Records from a data collection:

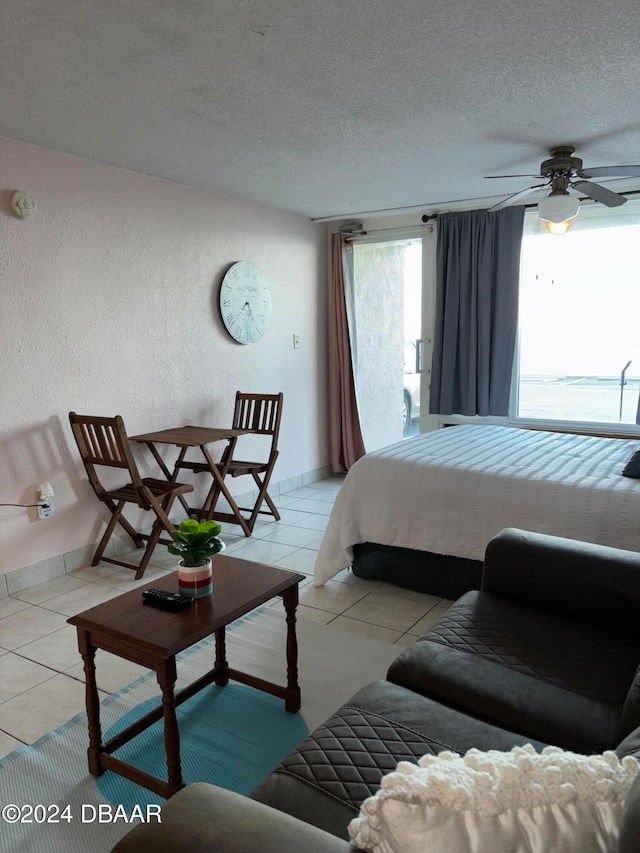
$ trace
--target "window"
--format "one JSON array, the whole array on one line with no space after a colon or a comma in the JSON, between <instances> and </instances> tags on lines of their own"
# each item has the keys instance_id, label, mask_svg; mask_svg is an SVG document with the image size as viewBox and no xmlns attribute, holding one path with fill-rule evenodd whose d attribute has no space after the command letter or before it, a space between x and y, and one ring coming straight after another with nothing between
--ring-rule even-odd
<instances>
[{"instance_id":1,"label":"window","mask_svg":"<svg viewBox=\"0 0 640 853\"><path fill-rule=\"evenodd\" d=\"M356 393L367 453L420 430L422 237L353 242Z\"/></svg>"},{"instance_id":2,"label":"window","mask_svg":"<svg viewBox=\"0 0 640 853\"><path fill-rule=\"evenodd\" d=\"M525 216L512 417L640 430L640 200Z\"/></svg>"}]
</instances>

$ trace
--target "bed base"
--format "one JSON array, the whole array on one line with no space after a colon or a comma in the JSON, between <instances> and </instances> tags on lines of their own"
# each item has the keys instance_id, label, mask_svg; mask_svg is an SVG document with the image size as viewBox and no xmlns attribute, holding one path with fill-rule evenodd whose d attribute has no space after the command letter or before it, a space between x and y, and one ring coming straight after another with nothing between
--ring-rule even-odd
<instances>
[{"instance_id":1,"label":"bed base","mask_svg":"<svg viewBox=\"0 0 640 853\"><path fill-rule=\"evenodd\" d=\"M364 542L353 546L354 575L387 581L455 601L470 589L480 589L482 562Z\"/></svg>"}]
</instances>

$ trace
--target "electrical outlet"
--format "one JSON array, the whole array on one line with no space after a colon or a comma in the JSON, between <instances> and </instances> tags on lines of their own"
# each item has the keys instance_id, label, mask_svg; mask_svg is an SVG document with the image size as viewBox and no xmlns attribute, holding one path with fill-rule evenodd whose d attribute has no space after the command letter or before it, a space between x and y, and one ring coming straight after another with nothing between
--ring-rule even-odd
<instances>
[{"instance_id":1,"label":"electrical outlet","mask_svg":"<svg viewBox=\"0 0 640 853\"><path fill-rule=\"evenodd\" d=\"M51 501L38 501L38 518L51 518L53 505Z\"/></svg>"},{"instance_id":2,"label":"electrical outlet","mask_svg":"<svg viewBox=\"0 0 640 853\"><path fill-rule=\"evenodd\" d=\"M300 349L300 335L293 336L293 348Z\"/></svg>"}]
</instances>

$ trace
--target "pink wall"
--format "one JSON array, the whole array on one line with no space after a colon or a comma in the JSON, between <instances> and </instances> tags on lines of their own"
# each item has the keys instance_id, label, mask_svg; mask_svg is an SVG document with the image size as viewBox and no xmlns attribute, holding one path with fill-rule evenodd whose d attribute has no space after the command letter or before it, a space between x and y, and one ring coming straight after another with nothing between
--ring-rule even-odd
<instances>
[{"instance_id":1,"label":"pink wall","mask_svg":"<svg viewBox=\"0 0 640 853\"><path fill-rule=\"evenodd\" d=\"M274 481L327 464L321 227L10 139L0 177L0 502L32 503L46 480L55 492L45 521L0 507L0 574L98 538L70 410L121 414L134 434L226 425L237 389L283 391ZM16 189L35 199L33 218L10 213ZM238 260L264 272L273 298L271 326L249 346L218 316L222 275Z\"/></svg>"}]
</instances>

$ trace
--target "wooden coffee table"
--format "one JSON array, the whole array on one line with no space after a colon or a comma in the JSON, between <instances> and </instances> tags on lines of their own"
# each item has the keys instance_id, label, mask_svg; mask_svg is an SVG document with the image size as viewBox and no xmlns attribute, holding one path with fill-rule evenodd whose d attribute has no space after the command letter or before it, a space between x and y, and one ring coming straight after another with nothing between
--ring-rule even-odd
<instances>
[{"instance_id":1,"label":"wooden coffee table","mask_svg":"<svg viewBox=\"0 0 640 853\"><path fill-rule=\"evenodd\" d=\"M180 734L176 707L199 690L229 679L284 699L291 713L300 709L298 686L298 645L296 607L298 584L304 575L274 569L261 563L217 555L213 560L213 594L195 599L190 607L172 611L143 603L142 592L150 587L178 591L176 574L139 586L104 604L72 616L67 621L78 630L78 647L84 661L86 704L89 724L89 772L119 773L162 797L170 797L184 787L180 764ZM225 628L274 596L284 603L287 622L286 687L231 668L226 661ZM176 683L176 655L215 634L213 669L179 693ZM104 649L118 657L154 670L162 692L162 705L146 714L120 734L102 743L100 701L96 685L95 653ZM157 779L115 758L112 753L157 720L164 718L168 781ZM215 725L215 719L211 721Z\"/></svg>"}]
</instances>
---
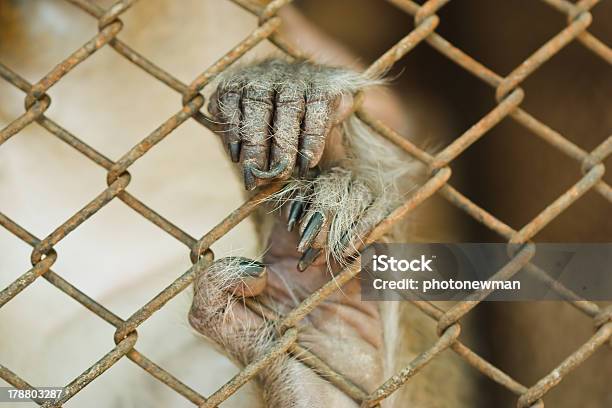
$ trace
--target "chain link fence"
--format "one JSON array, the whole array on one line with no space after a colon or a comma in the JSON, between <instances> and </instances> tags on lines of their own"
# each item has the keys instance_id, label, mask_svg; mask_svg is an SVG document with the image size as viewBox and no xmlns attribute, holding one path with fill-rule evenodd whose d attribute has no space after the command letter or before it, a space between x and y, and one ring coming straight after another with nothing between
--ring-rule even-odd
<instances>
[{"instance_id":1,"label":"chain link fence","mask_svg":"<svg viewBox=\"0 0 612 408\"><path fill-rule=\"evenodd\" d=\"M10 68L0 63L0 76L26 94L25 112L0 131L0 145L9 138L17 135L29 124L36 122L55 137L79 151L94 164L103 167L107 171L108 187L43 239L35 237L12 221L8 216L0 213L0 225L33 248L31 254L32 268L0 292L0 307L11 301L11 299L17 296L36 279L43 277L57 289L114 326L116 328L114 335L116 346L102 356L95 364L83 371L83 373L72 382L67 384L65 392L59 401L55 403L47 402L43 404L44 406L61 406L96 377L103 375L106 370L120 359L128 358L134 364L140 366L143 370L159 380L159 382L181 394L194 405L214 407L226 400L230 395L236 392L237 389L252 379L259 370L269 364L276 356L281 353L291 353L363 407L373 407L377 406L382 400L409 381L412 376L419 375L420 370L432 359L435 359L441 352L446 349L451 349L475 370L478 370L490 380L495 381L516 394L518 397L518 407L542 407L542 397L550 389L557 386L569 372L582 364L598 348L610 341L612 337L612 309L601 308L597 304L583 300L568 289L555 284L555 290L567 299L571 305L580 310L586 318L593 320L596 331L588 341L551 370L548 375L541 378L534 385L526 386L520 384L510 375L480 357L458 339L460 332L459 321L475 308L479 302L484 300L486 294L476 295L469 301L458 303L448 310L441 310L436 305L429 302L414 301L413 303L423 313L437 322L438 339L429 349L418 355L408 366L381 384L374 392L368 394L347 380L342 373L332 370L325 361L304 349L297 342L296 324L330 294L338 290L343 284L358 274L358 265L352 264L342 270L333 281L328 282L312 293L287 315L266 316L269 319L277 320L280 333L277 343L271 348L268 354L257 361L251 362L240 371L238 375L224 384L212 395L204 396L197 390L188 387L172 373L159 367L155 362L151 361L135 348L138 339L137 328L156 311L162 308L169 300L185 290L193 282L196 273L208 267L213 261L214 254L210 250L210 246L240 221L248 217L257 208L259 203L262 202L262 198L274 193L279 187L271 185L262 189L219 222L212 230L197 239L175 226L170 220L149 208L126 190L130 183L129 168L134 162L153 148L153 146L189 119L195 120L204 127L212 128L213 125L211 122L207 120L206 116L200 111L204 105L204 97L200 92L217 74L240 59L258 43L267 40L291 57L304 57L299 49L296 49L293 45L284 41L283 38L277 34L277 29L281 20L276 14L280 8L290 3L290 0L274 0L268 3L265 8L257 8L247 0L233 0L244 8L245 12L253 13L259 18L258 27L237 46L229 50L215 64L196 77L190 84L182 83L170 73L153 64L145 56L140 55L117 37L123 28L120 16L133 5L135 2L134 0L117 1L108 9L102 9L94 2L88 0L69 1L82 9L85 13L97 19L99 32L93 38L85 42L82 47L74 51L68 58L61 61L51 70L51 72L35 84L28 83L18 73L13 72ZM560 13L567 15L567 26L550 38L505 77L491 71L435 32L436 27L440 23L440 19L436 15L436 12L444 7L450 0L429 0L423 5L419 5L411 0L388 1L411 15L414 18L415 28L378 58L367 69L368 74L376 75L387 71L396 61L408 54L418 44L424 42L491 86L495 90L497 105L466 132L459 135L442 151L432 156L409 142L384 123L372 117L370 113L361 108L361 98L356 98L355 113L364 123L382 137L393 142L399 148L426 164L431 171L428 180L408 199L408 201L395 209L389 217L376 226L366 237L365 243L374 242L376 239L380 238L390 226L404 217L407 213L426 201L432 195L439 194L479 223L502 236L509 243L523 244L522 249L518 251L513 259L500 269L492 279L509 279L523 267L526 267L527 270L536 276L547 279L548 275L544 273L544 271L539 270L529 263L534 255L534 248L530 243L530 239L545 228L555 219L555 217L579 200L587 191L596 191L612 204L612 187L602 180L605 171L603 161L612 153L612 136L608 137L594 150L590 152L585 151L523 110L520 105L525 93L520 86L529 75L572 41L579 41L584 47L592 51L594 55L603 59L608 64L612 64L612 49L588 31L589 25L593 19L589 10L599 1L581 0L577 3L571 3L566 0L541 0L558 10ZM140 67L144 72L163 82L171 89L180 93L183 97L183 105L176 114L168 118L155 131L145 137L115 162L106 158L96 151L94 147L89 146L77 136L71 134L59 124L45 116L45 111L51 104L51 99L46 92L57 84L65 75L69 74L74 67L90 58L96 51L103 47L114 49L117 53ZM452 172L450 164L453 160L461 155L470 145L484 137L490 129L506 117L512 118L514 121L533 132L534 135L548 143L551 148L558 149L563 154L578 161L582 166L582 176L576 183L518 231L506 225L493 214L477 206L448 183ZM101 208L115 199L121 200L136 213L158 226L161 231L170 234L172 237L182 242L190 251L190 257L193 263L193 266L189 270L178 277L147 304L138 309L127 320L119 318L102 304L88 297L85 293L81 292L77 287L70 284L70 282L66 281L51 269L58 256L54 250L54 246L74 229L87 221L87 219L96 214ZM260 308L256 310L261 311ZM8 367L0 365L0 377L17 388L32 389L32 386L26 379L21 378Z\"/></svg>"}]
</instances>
---
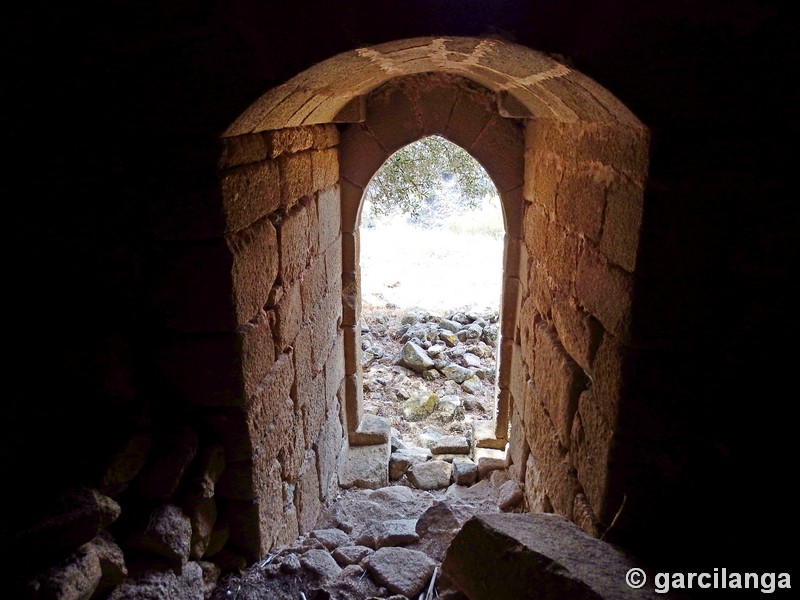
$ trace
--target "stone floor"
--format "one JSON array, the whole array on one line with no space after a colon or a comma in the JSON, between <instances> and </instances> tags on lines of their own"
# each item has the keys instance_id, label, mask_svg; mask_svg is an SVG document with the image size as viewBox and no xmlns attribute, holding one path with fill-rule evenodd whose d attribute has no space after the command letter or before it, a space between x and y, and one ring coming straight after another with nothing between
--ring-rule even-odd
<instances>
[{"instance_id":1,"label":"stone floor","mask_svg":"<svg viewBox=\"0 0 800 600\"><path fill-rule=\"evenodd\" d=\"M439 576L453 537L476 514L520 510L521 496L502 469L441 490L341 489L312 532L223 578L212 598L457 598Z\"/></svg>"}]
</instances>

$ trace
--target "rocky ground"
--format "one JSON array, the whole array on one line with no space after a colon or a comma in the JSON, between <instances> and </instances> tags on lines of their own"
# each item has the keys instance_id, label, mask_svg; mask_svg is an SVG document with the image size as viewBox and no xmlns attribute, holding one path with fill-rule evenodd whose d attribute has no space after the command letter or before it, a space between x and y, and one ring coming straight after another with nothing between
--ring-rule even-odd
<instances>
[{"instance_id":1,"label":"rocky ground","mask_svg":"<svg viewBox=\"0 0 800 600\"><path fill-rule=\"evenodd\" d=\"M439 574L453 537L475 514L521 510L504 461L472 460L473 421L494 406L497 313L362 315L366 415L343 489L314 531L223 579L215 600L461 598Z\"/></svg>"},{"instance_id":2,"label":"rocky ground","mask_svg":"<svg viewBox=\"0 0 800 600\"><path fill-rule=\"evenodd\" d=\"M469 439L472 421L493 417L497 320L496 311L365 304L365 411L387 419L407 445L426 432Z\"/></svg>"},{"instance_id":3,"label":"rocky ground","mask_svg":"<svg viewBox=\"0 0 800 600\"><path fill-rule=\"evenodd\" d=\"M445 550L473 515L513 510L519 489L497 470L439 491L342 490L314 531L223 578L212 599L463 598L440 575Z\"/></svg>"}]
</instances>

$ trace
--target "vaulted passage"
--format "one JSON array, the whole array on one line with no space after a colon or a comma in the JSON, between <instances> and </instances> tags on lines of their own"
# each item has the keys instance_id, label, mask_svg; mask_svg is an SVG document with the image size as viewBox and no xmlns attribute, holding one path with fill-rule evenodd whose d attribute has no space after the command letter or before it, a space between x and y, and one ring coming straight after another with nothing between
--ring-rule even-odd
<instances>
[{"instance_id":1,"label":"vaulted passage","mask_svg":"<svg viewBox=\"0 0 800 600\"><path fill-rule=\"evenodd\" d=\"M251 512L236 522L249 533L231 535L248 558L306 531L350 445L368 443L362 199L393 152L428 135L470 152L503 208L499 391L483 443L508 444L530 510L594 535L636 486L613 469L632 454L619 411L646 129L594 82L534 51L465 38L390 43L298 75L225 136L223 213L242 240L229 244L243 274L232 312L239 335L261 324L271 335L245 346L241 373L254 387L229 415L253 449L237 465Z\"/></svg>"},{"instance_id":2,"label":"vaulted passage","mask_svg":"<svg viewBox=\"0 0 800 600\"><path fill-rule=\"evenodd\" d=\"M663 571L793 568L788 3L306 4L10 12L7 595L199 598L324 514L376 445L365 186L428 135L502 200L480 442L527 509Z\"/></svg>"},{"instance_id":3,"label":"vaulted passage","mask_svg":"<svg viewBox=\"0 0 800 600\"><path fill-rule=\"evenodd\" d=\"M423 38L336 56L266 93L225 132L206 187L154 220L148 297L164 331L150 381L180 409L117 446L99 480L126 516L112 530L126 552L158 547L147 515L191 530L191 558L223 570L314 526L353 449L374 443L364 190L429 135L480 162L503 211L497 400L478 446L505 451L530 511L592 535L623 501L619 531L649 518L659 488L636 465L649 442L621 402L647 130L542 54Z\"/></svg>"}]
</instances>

TRY IT: In the records above, locate the lines holding the word "target". Copy each of them.

YOUR SOLUTION:
--target "window"
--target "bed base"
--target "electrical outlet"
--target "pink wall"
--target "wooden coffee table"
--target "chain link fence"
--target "stone floor"
--target "rocky ground"
--target "vaulted passage"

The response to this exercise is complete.